(Items from a data source)
## START

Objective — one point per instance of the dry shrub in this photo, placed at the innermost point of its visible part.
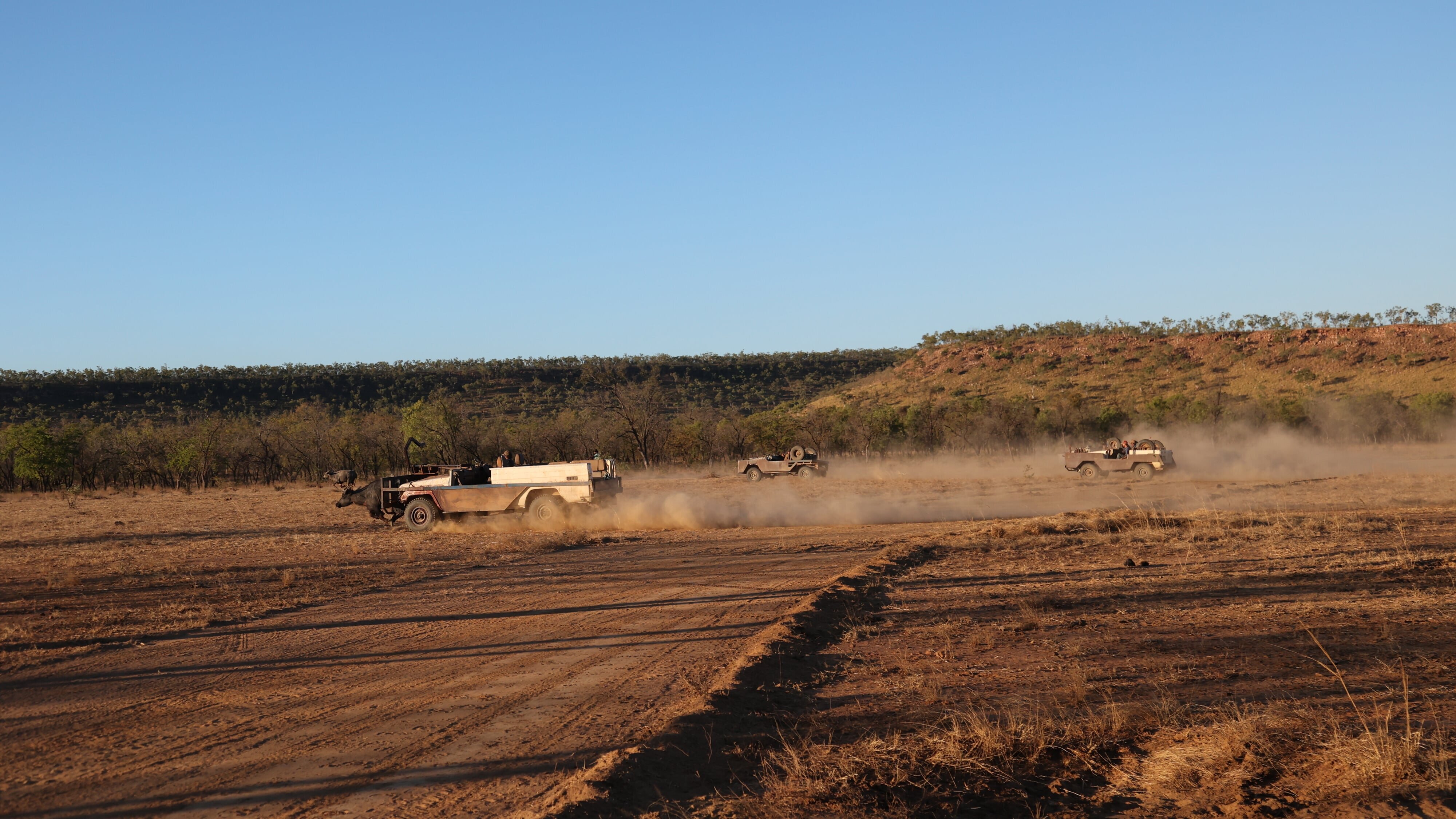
(1310, 752)
(997, 755)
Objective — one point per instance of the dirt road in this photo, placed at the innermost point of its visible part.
(464, 694)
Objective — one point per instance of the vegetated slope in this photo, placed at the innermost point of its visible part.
(748, 381)
(1215, 368)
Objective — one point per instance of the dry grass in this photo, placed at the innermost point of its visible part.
(1260, 664)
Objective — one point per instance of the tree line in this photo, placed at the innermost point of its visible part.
(640, 423)
(1222, 323)
(515, 387)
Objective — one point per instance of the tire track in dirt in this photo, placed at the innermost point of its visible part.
(420, 700)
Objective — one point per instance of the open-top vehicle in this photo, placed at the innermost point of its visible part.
(1145, 458)
(799, 461)
(432, 493)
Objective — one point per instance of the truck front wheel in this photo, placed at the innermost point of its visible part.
(547, 512)
(422, 515)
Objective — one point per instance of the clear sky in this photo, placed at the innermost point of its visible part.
(266, 183)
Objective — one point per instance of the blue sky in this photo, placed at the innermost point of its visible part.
(264, 183)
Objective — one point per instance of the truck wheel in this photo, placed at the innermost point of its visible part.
(547, 512)
(422, 515)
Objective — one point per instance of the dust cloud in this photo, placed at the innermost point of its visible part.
(1254, 470)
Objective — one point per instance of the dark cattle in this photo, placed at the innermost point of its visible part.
(371, 498)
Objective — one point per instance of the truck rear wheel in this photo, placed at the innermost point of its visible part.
(422, 515)
(545, 512)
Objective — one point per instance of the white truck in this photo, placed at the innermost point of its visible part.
(545, 493)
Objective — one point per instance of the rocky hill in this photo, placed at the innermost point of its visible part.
(1215, 368)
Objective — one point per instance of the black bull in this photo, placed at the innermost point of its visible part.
(371, 496)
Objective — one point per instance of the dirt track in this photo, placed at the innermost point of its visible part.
(452, 674)
(471, 693)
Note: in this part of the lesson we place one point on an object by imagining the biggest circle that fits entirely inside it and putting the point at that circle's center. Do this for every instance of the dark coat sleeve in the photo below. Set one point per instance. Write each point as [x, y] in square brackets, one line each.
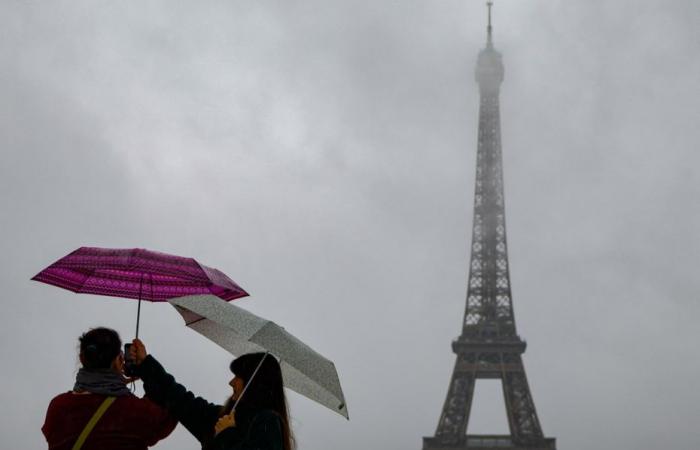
[194, 413]
[263, 433]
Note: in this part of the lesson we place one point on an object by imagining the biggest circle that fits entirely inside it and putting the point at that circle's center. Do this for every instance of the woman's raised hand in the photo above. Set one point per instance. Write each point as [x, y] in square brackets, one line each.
[224, 422]
[137, 351]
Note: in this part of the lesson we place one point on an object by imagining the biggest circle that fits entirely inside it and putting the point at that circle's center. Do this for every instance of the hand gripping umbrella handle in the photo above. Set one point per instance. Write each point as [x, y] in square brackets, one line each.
[245, 388]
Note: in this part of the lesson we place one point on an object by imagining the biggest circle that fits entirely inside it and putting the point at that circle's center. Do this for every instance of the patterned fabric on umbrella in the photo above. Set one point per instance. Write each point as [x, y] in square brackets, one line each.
[239, 331]
[137, 273]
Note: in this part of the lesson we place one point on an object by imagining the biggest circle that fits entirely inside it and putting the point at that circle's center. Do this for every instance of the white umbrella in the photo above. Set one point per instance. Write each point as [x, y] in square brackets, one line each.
[239, 331]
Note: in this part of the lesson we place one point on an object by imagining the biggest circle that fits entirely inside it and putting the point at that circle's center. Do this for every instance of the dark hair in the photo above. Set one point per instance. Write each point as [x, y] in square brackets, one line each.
[99, 347]
[265, 391]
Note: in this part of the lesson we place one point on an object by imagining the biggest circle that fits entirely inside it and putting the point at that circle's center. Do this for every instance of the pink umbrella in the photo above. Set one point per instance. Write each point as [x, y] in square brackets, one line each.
[137, 273]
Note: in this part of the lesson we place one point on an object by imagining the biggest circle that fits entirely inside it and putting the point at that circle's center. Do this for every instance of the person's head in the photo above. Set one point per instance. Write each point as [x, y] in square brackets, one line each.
[101, 348]
[265, 390]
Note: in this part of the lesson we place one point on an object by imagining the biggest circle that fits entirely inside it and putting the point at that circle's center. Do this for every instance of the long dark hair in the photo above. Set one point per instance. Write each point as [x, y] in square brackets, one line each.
[265, 390]
[98, 348]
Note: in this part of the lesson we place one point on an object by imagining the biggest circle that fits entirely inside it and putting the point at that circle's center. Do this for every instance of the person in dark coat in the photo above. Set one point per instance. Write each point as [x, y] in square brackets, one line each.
[260, 420]
[129, 423]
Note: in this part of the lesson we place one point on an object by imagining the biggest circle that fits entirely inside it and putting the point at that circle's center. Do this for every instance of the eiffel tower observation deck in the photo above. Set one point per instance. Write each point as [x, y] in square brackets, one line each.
[489, 345]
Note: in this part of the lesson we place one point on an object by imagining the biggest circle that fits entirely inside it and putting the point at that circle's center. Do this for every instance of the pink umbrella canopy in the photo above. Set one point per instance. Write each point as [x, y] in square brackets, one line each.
[137, 273]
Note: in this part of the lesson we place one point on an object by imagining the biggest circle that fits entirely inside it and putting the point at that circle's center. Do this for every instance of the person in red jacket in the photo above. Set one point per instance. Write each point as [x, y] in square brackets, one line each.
[129, 423]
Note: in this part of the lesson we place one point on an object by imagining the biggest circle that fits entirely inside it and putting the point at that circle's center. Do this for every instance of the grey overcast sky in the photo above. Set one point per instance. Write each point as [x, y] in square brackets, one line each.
[322, 154]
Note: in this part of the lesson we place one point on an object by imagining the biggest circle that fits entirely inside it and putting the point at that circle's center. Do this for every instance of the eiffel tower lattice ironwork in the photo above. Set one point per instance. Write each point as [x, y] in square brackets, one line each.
[489, 346]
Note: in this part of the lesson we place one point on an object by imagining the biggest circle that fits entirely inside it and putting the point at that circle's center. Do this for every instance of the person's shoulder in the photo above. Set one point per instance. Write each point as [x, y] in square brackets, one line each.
[268, 416]
[63, 398]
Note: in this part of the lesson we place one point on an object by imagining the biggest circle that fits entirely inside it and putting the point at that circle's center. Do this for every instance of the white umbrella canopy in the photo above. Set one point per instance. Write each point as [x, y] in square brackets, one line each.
[239, 331]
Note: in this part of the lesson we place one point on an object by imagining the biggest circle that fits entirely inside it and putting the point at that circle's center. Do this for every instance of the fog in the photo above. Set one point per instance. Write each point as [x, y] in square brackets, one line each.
[322, 154]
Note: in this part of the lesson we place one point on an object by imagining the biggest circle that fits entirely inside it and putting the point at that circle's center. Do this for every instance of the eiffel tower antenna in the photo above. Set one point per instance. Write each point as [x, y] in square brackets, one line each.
[489, 345]
[489, 29]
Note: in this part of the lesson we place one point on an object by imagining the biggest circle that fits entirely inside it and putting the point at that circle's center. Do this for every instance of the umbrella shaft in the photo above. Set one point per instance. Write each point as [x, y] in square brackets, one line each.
[138, 316]
[245, 388]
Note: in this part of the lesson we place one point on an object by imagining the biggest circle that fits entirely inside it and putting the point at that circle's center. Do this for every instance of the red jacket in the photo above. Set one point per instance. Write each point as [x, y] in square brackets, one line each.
[130, 423]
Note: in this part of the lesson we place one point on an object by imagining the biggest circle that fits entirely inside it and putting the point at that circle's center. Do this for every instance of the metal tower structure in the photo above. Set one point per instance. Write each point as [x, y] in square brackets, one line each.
[489, 346]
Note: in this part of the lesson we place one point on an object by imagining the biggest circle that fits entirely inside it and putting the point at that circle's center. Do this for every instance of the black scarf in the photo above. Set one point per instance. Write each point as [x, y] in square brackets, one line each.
[101, 381]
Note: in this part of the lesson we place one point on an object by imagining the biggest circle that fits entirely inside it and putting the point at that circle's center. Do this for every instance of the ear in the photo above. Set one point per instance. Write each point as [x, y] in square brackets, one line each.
[118, 363]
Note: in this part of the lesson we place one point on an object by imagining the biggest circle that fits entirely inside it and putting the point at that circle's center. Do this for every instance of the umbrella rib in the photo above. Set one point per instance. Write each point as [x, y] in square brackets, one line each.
[194, 321]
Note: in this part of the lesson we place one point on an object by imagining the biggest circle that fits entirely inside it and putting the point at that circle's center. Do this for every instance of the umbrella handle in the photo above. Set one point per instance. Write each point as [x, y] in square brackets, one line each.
[245, 388]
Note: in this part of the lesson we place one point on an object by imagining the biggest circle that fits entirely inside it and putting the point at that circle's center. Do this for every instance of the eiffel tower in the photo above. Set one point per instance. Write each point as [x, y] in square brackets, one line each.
[489, 346]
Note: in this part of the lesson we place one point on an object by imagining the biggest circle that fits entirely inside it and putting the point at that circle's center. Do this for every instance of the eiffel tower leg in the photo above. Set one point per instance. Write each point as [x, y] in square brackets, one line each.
[522, 417]
[453, 421]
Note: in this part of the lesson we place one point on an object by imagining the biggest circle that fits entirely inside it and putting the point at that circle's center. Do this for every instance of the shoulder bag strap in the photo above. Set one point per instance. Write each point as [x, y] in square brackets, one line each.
[92, 422]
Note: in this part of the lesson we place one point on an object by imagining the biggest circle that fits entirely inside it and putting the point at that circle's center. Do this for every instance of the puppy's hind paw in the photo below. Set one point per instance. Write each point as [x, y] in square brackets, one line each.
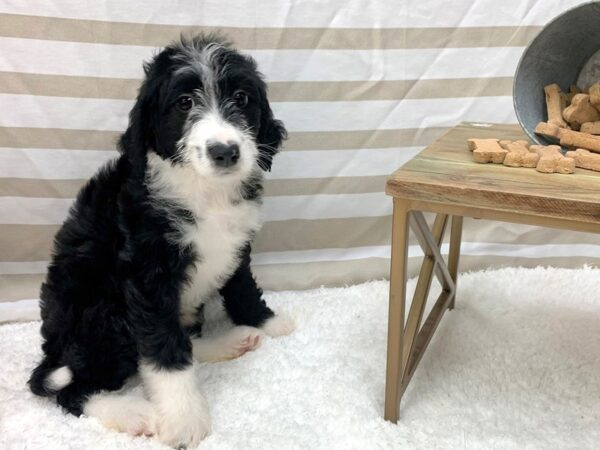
[279, 325]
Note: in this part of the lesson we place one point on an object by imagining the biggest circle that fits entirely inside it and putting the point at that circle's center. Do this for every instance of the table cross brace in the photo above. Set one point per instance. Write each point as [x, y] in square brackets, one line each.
[407, 343]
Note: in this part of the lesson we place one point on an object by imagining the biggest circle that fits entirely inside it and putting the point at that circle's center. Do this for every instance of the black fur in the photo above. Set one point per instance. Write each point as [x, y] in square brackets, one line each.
[111, 295]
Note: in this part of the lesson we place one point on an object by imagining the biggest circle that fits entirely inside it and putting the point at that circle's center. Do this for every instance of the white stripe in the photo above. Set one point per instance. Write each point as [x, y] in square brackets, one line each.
[340, 163]
[52, 211]
[34, 211]
[414, 251]
[391, 114]
[276, 13]
[103, 114]
[375, 65]
[125, 61]
[26, 267]
[19, 311]
[376, 251]
[52, 164]
[63, 112]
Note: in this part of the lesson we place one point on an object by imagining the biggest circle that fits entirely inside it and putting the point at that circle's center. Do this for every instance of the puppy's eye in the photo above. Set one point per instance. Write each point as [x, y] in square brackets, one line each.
[185, 103]
[240, 98]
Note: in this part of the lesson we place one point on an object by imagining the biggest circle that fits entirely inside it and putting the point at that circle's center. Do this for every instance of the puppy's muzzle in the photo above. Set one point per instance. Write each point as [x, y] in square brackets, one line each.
[224, 155]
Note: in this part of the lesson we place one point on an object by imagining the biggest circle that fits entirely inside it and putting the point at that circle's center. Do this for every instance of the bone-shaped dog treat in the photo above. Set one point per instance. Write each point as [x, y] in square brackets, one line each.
[580, 111]
[595, 95]
[573, 91]
[585, 159]
[556, 102]
[487, 150]
[519, 154]
[590, 127]
[552, 160]
[569, 138]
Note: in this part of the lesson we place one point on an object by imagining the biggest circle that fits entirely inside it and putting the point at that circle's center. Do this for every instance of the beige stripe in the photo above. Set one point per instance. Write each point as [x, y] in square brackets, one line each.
[23, 137]
[126, 89]
[334, 185]
[332, 140]
[299, 234]
[315, 275]
[21, 243]
[67, 85]
[390, 89]
[341, 273]
[79, 30]
[20, 287]
[31, 187]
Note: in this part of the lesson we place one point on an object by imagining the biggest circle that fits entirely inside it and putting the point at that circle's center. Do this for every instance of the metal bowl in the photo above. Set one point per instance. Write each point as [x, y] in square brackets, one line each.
[566, 52]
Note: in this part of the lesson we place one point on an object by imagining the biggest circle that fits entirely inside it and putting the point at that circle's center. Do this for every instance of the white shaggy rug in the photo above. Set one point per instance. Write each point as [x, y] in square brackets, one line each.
[515, 365]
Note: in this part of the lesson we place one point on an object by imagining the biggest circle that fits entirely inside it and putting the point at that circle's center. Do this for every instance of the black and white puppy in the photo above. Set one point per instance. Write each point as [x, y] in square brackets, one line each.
[152, 236]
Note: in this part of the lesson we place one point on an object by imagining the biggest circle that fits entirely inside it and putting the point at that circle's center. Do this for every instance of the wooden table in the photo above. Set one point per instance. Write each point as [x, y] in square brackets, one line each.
[443, 179]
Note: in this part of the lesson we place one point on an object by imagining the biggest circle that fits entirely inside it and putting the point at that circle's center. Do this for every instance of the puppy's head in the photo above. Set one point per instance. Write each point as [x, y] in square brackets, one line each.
[204, 104]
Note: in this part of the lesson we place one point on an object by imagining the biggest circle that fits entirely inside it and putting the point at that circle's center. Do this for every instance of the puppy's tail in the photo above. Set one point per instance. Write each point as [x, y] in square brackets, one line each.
[47, 379]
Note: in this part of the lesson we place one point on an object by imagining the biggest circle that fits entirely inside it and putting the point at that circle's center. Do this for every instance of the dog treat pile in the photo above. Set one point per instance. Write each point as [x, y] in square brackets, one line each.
[544, 158]
[573, 122]
[573, 118]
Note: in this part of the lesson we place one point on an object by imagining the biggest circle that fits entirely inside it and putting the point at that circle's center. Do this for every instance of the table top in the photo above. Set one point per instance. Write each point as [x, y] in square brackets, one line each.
[445, 173]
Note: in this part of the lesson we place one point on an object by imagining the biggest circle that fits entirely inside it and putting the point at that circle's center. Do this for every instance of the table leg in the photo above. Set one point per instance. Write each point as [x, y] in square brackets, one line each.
[407, 343]
[400, 231]
[454, 254]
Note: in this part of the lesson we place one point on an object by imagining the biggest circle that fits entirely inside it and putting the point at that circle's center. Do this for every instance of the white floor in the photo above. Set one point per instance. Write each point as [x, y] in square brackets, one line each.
[515, 365]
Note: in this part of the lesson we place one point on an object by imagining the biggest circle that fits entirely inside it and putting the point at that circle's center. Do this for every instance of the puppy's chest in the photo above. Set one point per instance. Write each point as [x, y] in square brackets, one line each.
[216, 238]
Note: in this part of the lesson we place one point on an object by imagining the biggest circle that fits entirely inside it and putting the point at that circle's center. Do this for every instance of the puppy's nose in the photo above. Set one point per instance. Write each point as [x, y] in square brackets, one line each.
[224, 155]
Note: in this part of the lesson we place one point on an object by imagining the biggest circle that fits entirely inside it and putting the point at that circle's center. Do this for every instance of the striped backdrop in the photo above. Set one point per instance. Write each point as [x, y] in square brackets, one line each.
[362, 86]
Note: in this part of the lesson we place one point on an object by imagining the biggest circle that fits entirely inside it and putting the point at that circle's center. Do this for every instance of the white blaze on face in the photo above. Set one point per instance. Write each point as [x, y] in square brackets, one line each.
[213, 129]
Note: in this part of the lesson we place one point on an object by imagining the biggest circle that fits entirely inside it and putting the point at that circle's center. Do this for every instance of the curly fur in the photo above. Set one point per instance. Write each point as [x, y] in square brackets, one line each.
[160, 229]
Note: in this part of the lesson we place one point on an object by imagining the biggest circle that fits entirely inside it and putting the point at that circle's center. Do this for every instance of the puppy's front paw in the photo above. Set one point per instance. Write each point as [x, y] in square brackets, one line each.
[243, 339]
[184, 426]
[279, 325]
[181, 412]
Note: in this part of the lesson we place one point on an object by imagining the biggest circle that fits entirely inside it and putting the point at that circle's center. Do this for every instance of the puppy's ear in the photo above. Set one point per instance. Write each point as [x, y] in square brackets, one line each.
[141, 133]
[271, 133]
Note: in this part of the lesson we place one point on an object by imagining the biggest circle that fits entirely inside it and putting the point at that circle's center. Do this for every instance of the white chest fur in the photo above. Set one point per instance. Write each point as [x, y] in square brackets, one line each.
[224, 223]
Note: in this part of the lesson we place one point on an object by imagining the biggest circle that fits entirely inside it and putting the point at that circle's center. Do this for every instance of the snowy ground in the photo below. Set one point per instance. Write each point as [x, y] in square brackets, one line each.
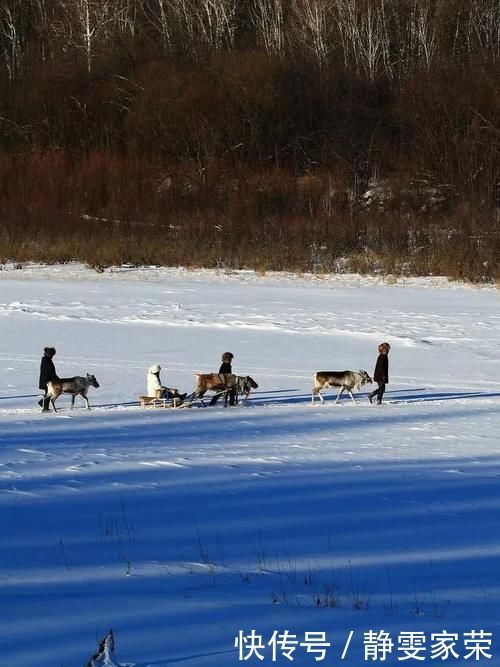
[180, 528]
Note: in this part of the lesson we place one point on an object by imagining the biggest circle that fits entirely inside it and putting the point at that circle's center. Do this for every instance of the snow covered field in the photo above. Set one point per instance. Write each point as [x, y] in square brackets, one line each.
[179, 529]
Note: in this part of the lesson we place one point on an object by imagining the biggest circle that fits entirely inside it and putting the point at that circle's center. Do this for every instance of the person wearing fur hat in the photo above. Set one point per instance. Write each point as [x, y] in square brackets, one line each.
[226, 369]
[47, 374]
[155, 387]
[381, 373]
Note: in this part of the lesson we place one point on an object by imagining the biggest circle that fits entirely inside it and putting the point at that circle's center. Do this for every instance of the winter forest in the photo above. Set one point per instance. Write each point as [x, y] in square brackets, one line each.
[304, 135]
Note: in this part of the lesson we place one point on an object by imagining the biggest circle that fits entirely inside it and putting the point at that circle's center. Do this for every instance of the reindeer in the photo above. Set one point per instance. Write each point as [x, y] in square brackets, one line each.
[76, 386]
[221, 383]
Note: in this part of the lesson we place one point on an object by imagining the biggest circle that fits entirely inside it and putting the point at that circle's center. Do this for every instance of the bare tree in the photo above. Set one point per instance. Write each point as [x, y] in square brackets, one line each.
[311, 21]
[363, 34]
[92, 20]
[268, 19]
[159, 13]
[484, 23]
[216, 22]
[10, 36]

## END

EXERCISE: Repeat, without changes, every line from the one that contains "of the bare" through the final line of the data.

FULL ANSWER:
Note: in this part of the lesson we place one point on an object by imagining the biggest circle that fits entirely inside it and putting the point at that circle's center. Do this for every instance of the bare tree in the photo above. Set one point per instance. Write each point as [x, y] in square brackets, one line each.
[311, 21]
[363, 34]
[92, 20]
[268, 19]
[159, 13]
[484, 23]
[216, 22]
[10, 36]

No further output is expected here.